§ YOUR GOAL
Transcribe the listing verbatim. Do not carry over any pictures.

§ SUPPLIED MATERIAL
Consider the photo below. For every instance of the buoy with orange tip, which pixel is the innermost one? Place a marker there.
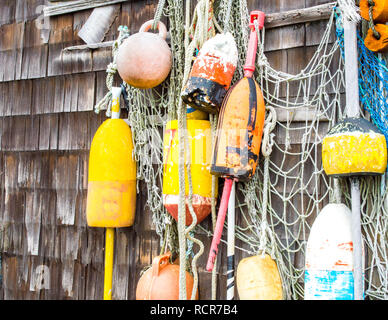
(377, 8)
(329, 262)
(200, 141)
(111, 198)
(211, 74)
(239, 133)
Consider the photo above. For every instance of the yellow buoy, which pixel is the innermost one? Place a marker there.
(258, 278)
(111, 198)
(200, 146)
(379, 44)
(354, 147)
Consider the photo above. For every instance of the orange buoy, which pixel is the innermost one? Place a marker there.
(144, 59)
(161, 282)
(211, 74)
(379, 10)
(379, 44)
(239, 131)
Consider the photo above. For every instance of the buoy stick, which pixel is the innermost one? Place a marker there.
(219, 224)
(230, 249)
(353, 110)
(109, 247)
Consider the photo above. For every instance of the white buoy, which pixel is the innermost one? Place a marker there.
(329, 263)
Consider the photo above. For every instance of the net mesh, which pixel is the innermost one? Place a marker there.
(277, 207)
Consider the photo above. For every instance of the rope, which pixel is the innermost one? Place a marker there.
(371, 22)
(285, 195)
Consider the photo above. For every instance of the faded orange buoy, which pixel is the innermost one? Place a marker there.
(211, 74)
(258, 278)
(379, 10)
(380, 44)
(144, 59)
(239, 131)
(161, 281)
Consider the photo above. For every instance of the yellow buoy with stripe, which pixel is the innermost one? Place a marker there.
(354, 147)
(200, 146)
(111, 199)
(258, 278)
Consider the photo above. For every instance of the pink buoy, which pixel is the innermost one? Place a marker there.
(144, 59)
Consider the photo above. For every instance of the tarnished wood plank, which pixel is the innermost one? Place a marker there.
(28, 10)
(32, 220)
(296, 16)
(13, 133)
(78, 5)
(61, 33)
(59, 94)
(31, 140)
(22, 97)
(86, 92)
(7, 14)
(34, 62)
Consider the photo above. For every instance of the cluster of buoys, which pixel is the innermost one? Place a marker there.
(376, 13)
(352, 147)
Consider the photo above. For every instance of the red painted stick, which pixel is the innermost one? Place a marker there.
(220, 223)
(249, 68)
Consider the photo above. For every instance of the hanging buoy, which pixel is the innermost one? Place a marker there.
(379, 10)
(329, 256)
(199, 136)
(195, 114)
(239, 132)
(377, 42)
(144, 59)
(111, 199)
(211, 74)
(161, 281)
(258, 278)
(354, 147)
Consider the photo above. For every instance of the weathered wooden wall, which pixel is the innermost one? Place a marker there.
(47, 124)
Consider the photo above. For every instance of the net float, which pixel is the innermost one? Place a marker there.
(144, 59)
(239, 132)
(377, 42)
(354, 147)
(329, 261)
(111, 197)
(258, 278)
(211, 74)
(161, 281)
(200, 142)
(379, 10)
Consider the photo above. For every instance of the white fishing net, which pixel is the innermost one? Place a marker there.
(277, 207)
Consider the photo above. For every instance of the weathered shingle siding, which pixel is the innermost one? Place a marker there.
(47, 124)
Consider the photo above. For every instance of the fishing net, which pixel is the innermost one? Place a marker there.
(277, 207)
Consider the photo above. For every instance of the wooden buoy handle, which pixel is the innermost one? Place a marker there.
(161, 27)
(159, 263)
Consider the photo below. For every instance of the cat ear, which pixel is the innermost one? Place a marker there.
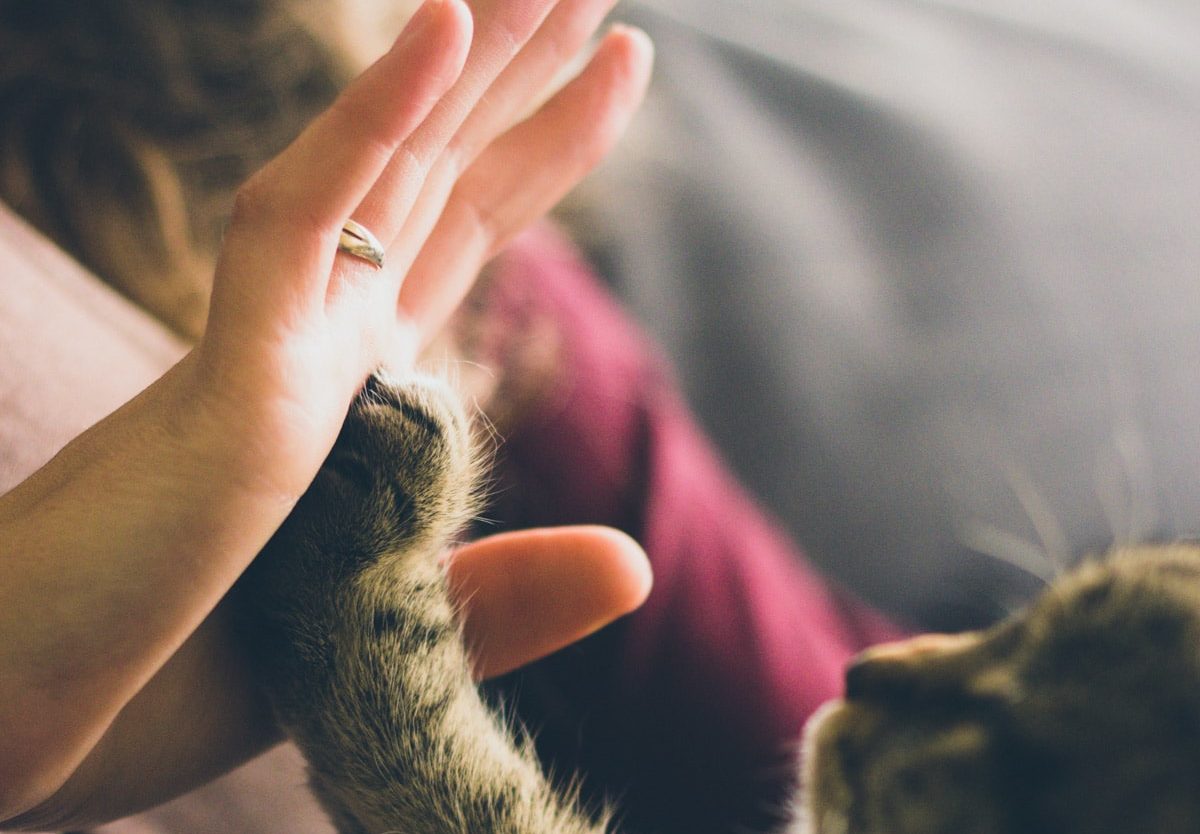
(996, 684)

§ SOLUTION TO THIS PROBLEM
Consider the photo below. For every instance of the buoy with orange tip, which pixel is the innermost one? Place a marker there.
(377, 8)
(329, 262)
(200, 141)
(111, 198)
(211, 74)
(239, 133)
Consider the photo above. For every instance of the yellow buoy, which pixel is the innermost one? Place a marker there.
(258, 278)
(111, 198)
(200, 146)
(379, 44)
(354, 147)
Consider the photo above. For every instance of the orange buoy, which pixel is the innermost one? Place a marker there.
(144, 59)
(161, 282)
(211, 74)
(379, 10)
(379, 44)
(239, 131)
Consider the photo above. For every instance of the buoy stick, which pixel is the innermost one? Place a marker there.
(219, 224)
(230, 249)
(353, 110)
(109, 247)
Consider the photo above. For every instance of the white buoy, which pixel is the innermost one? Place a marker there.
(329, 263)
Consider the photo above. For every instance of the net mesh, which pixel is the innermost one? Place a marker there.
(277, 207)
Consider the photo above. For every instance of the rope, which pixel is the innermost one? Place a marker there.
(371, 22)
(285, 195)
Consider the photo above. For every instance of the faded orange buoy, which pixel is the innermost one? Place a marker there.
(211, 74)
(258, 278)
(379, 10)
(380, 44)
(144, 59)
(239, 131)
(161, 281)
Consider the photo above. For every instance of the yellow buoy with stripe, which pixel is the innermost one? Place a marker there.
(354, 147)
(200, 146)
(111, 199)
(258, 278)
Consider the photo above. For every instance of the pink buoy, which pixel is the innermost one? Place a marker there.
(144, 59)
Consider the photo above. For every instance of the tarnished wood plank, which pixel is the innermost one? Place a marker there.
(28, 10)
(32, 220)
(296, 16)
(13, 133)
(78, 5)
(61, 33)
(59, 94)
(31, 140)
(22, 97)
(86, 92)
(7, 14)
(34, 62)
Consider the photo above. For every instance of the cluster of buoys, which pixel is the innermost one? Place a marker there.
(376, 13)
(352, 147)
Consider the photo above. For every instance of the red painted stick, which pixel is the innermost one? Place a marker there.
(220, 223)
(249, 68)
Consider the photo above. For every instance of the hanging buoy, which pixel is the innermost one? Place a marker there.
(379, 10)
(329, 256)
(199, 136)
(195, 114)
(239, 132)
(377, 42)
(144, 59)
(111, 199)
(211, 74)
(161, 281)
(258, 278)
(354, 147)
Consider the photo above. For every instance of the weathered wooden wall, which pixel is the innermost one? Place a marker there.
(47, 124)
Consider the photo above. For every instance of the net float, which pixel is the innermost one? Place a marker there.
(144, 59)
(239, 132)
(377, 42)
(354, 147)
(329, 261)
(111, 197)
(258, 278)
(211, 74)
(161, 281)
(200, 142)
(379, 10)
Consider the photo above. For every instance of the white fishing net, which pixel is the innermost one? Place a marker there.
(277, 207)
Consider the photo above. For every instance of the weathered shingle siding, which pixel is the innermost one? Place a marker there.
(47, 124)
Consider the photo above. For every instance of the fishing net, which pixel is the innermost one? Place a marker there.
(277, 207)
Consider the photo above. For every instance of the wooden buoy handle, which pixel is the innermost one? Place a marker there.
(161, 27)
(159, 263)
Consider the photo below. For every instance of the cat ear, which pixel is the innermost one? Place a marker there.
(996, 684)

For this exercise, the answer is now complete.